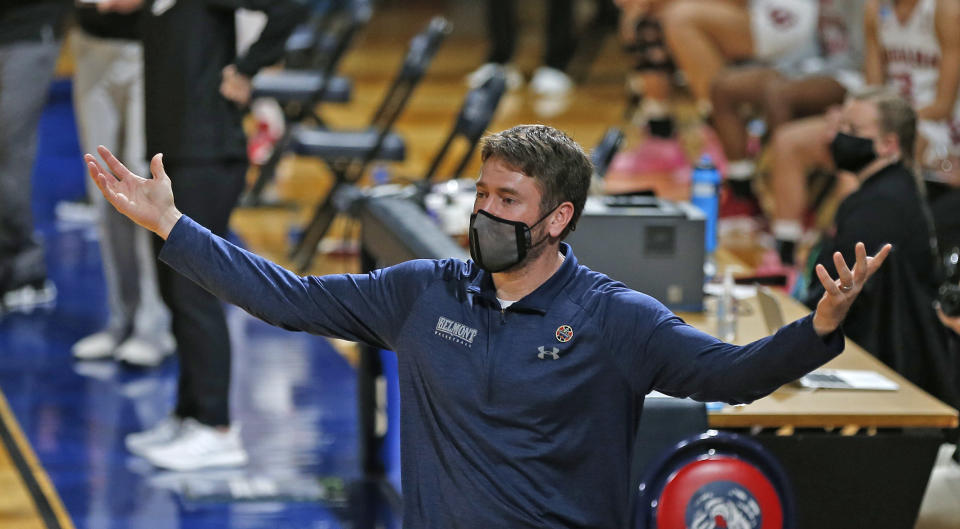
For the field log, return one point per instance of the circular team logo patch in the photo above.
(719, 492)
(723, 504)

***

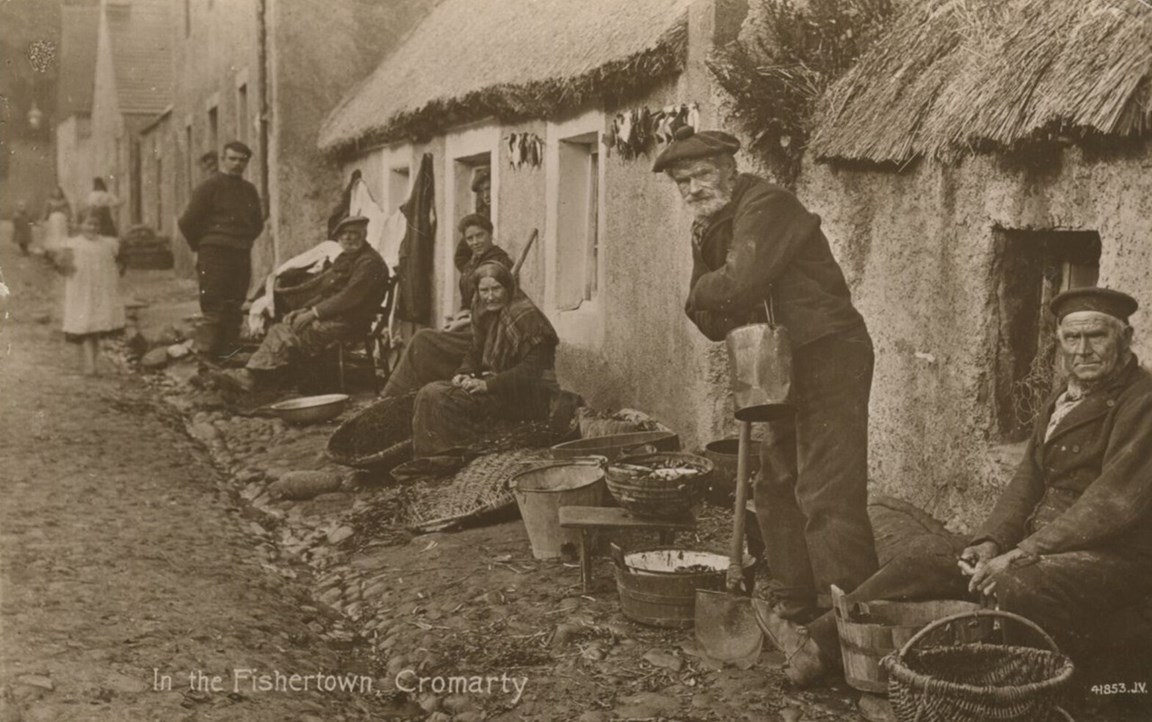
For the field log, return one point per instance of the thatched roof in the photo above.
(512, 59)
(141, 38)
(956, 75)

***

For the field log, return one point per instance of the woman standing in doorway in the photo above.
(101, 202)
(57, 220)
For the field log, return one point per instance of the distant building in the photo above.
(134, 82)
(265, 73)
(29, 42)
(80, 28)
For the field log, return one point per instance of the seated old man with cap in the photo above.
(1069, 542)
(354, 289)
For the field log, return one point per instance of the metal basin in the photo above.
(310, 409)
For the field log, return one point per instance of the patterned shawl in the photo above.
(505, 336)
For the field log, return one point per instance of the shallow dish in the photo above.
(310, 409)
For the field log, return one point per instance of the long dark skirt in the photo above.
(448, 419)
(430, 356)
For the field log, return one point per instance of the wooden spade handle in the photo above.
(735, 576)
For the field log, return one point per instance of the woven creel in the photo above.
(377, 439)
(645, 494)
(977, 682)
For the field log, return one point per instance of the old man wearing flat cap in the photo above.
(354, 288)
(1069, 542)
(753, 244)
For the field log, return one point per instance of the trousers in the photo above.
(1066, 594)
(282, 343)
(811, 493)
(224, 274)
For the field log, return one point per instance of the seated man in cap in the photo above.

***

● **STATED PROBLEM**: Rewrite the data above as a JSON list of strings, one string per line and with blank lines omitted, starting at the line that contains "dish in the photo above." and ending at the line that contains "in cap in the photo above.", both included.

● **THE RESPONSE**:
[
  "For the field log, return one point per instance of the shallow dish in the photo above.",
  "(310, 409)",
  "For the field log, return one point per instance of the long dark skirt in the photo above.",
  "(448, 419)",
  "(430, 356)",
  "For the field log, return one point per instance of the wooden spade handle in the photo above.",
  "(735, 576)",
  "For the field log, return one point per instance of the woven creel in the photo above.",
  "(377, 439)",
  "(645, 494)",
  "(977, 682)",
  "For the field log, return one point per instance of the old man wearing flat cap in the photo above.",
  "(354, 288)",
  "(1069, 542)",
  "(753, 244)",
  "For the field log, return one point per instance of the trousers in the photo above.",
  "(1066, 594)",
  "(282, 343)",
  "(811, 493)",
  "(224, 274)",
  "For the field log, return one point per instance of the seated man in cap in the photo above."
]